── Text ──
The Marxist–Leninist Party of Germany (, MLPD) is a communist political party in Germany. It was founded in 1982 by members of the Communist Workers Union of Germany (; KABD) and is one of the minor parties in Germany. 

The MLPD advocates for the establishment of a seizure of power through the proletariat, overthrowing current capitalist relations of production and replacing them with a new social order of socialist orientation. It sees this as a transitional stage to the creation of a classless, communist society. In doing so, it refers to the theory and practice of Karl Marx, Friedrich Engels, Vladimir Lenin. It rejects the terms "Stalinism" and "Maoism" as anti-communist fighting terms that divide the Marxist–Leninist movement. Whilst criticizing particular aspects of the political works of Stalin and Mao, MLPD openly defends those works, standing in contrast to most left-wing groups in Germany.
───
■ **Exercise A**
According to the passage on the MLPD, in what year was the party founded?
■ **Exercise B**
In the passage on the MLPD, take the part that opens with the words "The Marxist–Leninist Party" and closes with "parties in Germany.", and rewrite it with "minor parties" changed to "small parties".
These items bear no relation to the passage on the MLPD.
── Given information ──
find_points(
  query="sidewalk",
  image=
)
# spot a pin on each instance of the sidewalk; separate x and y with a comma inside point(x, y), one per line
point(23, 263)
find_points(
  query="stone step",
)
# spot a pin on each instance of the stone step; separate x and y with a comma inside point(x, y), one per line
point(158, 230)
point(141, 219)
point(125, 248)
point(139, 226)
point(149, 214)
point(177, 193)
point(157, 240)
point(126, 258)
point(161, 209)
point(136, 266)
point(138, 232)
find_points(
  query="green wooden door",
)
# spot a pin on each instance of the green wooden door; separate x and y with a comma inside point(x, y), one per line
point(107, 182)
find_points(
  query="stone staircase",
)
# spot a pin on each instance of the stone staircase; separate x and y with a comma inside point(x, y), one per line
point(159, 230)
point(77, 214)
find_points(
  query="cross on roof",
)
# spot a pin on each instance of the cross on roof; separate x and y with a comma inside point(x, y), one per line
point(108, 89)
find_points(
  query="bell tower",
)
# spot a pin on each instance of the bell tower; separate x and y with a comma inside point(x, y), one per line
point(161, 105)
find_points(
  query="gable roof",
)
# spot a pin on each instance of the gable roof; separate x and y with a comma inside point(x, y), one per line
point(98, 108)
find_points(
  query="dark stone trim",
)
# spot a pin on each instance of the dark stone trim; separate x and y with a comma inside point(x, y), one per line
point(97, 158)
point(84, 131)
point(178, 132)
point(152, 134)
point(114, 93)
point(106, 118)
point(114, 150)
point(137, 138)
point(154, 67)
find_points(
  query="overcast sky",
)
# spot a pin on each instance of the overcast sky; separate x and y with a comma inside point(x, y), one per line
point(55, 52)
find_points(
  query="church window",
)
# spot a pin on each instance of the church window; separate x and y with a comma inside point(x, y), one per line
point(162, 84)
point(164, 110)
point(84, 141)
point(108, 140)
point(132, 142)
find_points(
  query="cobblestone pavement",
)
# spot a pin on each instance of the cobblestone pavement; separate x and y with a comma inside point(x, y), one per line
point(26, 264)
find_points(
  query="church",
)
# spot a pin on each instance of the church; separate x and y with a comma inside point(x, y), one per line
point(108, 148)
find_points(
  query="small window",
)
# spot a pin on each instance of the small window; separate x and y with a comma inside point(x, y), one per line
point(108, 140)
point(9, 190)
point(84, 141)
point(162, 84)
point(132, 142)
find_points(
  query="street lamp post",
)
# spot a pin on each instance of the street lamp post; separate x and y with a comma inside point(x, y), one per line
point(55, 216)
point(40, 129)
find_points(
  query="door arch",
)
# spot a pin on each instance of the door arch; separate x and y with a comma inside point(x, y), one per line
───
■ **Solution A**
1982

■ **Solution B**
The Marxist–Leninist Party of Germany (, MLPD) is a communist political party in Germany. It was founded in 1982 by members of the Communist Workers Union of Germany (; KABD) and is one of the small parties in Germany.